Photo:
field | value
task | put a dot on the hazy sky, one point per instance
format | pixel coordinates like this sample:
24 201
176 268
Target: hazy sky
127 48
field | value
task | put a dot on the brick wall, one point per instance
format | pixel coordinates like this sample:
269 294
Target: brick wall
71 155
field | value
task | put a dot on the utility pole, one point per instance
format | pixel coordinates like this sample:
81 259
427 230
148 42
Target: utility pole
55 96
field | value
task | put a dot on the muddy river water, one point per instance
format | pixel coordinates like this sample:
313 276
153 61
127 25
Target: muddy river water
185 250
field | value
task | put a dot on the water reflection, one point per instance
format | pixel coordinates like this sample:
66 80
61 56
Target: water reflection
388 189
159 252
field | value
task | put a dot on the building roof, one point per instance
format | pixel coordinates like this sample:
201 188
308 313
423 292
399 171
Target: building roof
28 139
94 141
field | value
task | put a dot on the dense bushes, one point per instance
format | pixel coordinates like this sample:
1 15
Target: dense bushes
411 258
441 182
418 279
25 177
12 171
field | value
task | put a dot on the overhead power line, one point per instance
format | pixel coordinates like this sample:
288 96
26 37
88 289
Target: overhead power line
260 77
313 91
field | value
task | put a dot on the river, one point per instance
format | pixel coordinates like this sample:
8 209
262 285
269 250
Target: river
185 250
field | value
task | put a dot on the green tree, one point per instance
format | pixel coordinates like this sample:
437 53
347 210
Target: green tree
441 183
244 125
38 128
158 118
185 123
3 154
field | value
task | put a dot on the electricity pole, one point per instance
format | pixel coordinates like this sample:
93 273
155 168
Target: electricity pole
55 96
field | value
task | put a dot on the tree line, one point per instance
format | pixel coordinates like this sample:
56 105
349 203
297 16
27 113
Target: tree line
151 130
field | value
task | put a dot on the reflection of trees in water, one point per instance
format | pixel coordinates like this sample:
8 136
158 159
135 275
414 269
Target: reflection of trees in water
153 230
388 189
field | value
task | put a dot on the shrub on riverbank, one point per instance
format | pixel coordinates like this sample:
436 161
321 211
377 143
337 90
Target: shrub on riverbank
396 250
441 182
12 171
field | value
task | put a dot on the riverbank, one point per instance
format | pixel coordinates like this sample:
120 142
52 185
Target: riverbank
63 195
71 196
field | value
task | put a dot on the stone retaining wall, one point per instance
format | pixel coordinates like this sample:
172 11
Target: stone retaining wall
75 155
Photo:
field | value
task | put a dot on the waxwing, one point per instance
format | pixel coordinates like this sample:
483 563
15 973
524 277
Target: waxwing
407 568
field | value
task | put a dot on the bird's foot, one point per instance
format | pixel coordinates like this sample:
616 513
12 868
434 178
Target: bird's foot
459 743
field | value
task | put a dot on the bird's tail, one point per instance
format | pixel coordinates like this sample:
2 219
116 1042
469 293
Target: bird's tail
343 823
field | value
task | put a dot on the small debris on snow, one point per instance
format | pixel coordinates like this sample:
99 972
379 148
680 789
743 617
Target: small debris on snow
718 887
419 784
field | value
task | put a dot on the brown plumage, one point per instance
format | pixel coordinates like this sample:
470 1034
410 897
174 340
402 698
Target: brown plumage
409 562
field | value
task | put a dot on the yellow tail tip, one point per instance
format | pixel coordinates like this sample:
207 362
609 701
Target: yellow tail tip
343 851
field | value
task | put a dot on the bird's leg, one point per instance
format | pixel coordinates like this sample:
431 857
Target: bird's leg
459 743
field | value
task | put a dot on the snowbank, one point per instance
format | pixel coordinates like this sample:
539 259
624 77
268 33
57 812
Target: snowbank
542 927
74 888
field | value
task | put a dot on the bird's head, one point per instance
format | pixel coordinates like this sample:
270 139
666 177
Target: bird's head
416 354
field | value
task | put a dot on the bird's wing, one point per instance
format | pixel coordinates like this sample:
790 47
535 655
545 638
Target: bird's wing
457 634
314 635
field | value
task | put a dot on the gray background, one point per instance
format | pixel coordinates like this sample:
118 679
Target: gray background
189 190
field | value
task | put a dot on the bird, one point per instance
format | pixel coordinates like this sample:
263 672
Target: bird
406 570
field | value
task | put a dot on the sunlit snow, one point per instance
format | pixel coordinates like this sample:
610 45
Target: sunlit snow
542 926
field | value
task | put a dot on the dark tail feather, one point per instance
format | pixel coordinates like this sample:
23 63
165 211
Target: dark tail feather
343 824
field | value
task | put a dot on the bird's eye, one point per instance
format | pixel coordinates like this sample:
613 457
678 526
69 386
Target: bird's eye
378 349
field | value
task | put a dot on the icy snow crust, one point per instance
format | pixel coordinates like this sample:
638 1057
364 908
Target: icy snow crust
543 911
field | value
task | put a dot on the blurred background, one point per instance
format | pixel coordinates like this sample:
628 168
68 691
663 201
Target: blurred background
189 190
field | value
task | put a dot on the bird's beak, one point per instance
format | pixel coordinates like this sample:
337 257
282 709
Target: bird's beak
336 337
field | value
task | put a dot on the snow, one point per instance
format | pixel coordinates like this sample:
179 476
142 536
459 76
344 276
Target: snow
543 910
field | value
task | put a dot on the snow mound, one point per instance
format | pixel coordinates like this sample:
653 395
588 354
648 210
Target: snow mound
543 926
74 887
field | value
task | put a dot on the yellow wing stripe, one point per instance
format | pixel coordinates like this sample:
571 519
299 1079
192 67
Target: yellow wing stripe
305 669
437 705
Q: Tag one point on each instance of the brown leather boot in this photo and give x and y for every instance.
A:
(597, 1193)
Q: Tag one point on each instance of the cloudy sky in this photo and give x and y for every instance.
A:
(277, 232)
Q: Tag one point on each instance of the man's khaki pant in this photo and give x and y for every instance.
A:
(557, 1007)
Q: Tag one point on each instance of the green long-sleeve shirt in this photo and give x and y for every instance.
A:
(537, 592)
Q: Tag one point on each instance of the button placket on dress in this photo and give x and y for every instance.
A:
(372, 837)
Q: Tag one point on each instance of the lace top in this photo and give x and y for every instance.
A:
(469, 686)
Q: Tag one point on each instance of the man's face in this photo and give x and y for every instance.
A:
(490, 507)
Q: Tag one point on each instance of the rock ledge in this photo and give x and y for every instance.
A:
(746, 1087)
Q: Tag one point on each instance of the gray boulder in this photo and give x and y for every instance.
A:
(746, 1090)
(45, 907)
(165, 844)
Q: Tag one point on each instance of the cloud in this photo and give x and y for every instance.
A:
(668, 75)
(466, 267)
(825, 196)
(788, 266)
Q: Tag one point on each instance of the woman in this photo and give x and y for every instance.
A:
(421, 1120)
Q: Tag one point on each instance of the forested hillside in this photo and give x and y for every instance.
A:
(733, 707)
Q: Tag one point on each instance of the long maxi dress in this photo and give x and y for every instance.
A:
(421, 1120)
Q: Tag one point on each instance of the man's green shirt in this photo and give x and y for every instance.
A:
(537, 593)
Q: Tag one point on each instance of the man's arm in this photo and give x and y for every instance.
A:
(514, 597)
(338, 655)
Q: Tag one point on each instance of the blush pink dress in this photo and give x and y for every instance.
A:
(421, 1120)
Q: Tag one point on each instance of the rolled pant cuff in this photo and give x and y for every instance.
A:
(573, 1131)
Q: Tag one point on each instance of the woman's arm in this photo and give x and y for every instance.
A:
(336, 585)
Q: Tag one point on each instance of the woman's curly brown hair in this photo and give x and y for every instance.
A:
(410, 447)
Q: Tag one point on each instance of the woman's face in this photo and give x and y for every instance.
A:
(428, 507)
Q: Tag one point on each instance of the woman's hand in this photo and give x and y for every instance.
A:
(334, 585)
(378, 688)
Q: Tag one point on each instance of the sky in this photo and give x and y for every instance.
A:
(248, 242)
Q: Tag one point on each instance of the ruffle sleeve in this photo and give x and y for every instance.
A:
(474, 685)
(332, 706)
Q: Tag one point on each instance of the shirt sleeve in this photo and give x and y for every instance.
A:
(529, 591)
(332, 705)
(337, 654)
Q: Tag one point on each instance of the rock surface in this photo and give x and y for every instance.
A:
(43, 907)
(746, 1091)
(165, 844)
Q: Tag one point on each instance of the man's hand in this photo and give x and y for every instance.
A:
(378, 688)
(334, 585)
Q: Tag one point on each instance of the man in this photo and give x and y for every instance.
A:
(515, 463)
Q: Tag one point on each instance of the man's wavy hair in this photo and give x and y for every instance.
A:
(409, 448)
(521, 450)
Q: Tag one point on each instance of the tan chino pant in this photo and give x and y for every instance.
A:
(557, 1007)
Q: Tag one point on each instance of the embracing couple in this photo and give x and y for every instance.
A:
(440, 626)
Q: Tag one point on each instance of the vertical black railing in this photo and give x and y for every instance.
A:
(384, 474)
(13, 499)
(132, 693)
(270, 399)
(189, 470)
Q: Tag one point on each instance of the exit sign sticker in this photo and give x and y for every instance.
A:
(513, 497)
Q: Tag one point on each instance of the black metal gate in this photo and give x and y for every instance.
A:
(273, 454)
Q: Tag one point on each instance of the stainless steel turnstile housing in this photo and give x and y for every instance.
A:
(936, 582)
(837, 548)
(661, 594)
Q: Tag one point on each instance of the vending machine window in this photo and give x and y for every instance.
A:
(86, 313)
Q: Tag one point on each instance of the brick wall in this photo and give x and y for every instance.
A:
------------------------------------------------
WRITTEN INSTRUCTION: Can you edit the records starting with the line that contains "Q: Tag one point on each instance of the vertical" and going on through the end of the records, swapping "give x and y" for "report x and y" and keeping everything else unchanged?

WRITTEN RESPONSE:
Q: Tag one point on each instance of the vertical black railing in this photo and report x and y for every instance.
A:
(384, 474)
(13, 499)
(132, 693)
(270, 399)
(189, 470)
Q: Tag one point on each instance of the exit sign sticker in this photo and report x and y for every instance.
A:
(513, 497)
Q: Tag one point on each instance of the black metal gate in this photo and report x and y for every instance.
A:
(273, 454)
Q: Tag one point on each instance of the stainless steel turnstile housing in this photo and report x and y for every instance.
A:
(936, 582)
(837, 548)
(661, 594)
Q: Tag one point on each instance of the vending machine window in this photo and report x and y for every instance.
A:
(86, 313)
Q: Tag one point on each instance of the brick wall in this photo and report x and y for every instance.
A:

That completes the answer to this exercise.